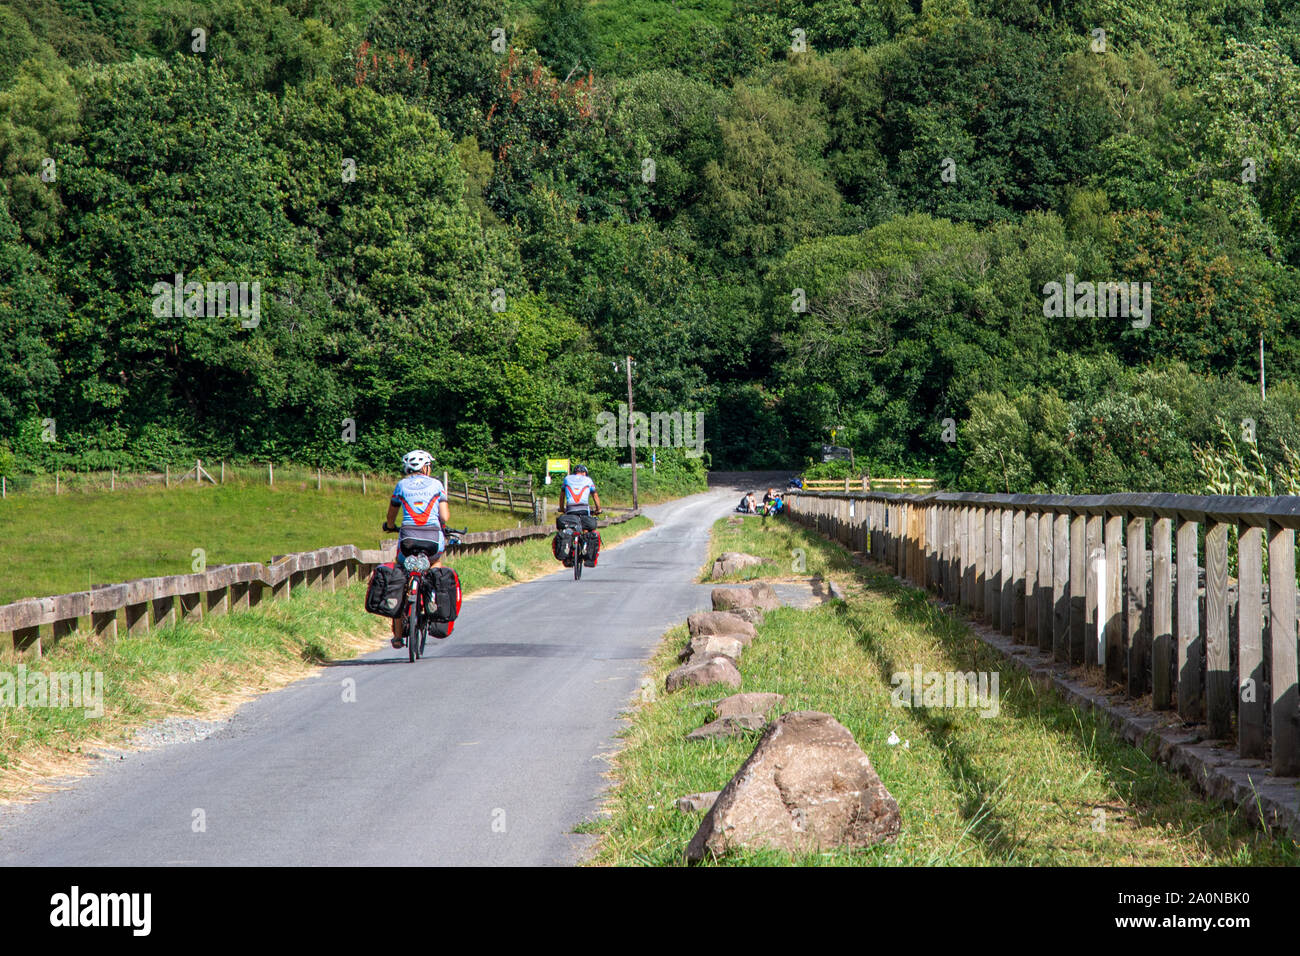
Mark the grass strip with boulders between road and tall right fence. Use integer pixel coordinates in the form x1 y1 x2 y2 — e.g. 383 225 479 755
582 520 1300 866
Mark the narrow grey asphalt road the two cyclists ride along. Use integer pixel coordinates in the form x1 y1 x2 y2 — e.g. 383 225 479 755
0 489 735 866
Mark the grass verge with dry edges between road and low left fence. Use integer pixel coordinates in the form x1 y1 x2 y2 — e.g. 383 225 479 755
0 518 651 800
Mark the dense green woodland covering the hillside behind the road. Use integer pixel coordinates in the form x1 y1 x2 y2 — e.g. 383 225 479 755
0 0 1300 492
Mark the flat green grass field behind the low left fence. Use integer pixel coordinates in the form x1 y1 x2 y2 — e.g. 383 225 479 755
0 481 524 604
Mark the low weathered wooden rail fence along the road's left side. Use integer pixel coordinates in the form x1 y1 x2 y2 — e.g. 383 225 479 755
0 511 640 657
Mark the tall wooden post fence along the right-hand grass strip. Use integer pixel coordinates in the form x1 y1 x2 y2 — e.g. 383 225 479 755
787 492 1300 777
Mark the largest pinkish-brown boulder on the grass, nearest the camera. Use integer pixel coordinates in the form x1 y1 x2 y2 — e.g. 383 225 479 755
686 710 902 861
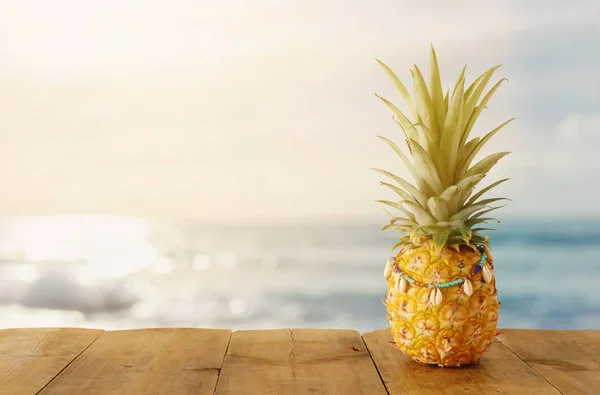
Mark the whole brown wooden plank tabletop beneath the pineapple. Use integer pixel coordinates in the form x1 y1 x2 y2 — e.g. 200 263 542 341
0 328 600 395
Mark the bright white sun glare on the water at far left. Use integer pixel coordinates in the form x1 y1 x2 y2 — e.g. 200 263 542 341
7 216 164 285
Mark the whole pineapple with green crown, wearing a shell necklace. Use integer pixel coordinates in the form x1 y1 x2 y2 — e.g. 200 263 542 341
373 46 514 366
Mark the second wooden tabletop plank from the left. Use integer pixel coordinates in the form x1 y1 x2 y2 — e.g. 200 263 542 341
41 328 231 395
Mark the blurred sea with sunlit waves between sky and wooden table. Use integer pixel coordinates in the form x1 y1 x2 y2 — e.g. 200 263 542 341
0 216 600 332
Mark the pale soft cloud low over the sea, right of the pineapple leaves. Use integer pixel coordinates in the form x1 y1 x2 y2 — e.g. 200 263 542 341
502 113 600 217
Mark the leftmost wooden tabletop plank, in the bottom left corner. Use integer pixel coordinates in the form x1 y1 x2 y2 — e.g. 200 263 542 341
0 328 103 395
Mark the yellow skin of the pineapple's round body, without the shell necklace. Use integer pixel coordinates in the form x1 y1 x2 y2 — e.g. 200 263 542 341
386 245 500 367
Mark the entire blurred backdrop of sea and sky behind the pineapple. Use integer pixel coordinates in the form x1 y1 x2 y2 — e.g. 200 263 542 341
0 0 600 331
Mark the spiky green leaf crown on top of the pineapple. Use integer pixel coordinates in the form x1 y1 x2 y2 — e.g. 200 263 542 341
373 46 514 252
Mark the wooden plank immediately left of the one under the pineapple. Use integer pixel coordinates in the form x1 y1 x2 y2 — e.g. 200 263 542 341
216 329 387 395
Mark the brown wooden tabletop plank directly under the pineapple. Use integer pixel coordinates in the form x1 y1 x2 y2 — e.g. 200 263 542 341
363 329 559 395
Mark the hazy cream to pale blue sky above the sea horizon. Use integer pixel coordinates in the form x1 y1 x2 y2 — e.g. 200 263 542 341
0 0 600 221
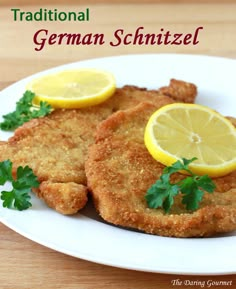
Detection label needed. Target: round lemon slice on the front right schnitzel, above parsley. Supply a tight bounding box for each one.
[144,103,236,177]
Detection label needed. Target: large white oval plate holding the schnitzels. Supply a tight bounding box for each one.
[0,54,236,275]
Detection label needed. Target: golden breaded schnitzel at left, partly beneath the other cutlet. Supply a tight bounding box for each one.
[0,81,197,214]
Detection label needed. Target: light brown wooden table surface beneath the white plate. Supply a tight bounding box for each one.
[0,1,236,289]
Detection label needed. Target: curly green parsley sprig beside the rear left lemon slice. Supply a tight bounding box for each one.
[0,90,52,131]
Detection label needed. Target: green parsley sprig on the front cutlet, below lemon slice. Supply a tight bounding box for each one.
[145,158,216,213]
= = = = = = =
Exact output of each line above is wanted, without the pictures.

Response for this exercise:
Mark the grass strip with boulders between road and tall right fence. Use integer pixel coordinates in the form x1 y1 x2 y2 — e.g. 383 225 479 755
582 520 1300 866
Mark the narrow grey asphalt road the two cyclists ride along. Use integer pixel coordinates in the form x1 y1 x2 y2 — e.g. 383 225 479 755
0 489 735 866
Mark the grass verge with dry edges between road and low left fence. Use integer pixel coordinates in the form x1 y1 x2 y2 — e.g. 383 225 479 755
0 518 651 800
Mark the dense green woodland covering the hillside behind the road. Use integer pixel coordinates in the form x1 y1 x2 y2 — e.g. 383 225 479 755
0 0 1300 492
Mark the flat green grass field behind the low left fence. Use integer pixel coordinates in the form x1 y1 x2 y2 — e.g. 383 225 479 755
0 481 524 604
Mark the low weathered wooden rail fence along the road's left side. Use integer pixel coordinates in the form x1 y1 x2 y2 — e.g. 383 225 479 755
0 511 640 657
Mark the tall wooden post fence along the right-hand grass strip. Use integer pixel coordinates in the form x1 y1 x2 y2 — e.g. 383 225 479 755
787 492 1300 777
Mark the largest pinkish-brown boulder on the grass, nearest the camera. Use integer pixel coordinates in the form x1 y1 x2 y2 — e.g. 383 225 479 755
686 710 902 861
Mark the whole brown wooden plank tabletop beneath the pineapple. Use integer pixel coordinates in the form x1 y1 x2 y2 — e.g. 200 263 542 341
0 328 600 395
Mark the bright white sun glare on the water at far left. Use integer pixel coordinates in the form x1 y1 x2 y2 — e.g. 200 263 542 341
7 216 164 285
Mark the whole pineapple with green crown, wearing a shell necklace. Use integer pixel coordinates in the form x1 y1 x2 y2 — e.g. 200 263 542 341
373 46 514 366
Mark the second wooden tabletop plank from the left. Use integer pixel coordinates in the form x1 y1 x2 y2 — e.g. 200 263 542 341
41 328 231 395
Mark the blurred sea with sunlit waves between sky and wooden table. Use integer pixel coordinates in the form x1 y1 x2 y2 — e.g. 200 263 542 341
0 216 600 332
Mark the pale soft cloud low over the sea, right of the pineapple leaves. Use integer pixel coordinates in the form x1 y1 x2 y2 — e.g. 200 263 542 341
502 113 600 217
Mark the leftmost wooden tabletop plank, in the bottom left corner. Use integer pixel coordinates in the form x1 y1 x2 y2 — e.g. 200 263 542 341
0 328 103 395
Mark the yellow skin of the pineapple's round body, without the shell necklace. Use integer pixel coordinates in the form x1 y1 x2 y2 — e.g. 200 263 542 341
386 245 500 367
Mark the entire blurred backdrop of sea and sky behind the pineapple. Use integer pixel coordinates in the form x1 y1 x2 y2 — e.g. 200 263 542 341
0 0 600 331
Mark the spiky green leaf crown on top of the pineapple. Use integer pixel coordinates in the form x1 y1 x2 y2 — e.g. 200 263 542 341
373 46 514 252
Mark the wooden plank immediately left of the one under the pineapple. Use integer pixel coordinates in the form x1 y1 x2 y2 — e.g. 200 263 542 341
216 329 387 395
Mark the brown wooden tabletop plank directly under the pineapple. Use integer pixel coordinates in the form x1 y1 x2 y2 — e.g. 200 263 542 341
363 329 559 395
Mark the hazy cream to pale blue sky above the sea horizon. Use integer pixel coordinates in the form x1 y1 x2 y2 — e.g. 200 263 542 341
0 0 600 221
Detection label needed. Target: round lemon slice on the front right schnitzel, above parsley. Supply a tight bounding box for each one.
[144,103,236,177]
Detection label needed. Target: large white oval plate holding the schnitzels. Supply a tight bounding box for each one.
[0,54,236,275]
Detection label needed. Target: golden breaded schnitzel at left, partly beneath the other cutlet. Supply a tight bounding box for each one.
[0,81,197,214]
Detection label needed. Target: light brown wooden table surface beneath the white plate. Supply a tight bounding box for each one.
[0,1,236,289]
Detection label needed. Target: curly green parsley sprig beside the rear left lemon slice. Supply a tight bounding box for each one.
[0,90,52,131]
Detection label needed. Target: green parsley sprig on the front cutlet, below lemon slice. Supply a tight bounding box for each one.
[145,158,216,213]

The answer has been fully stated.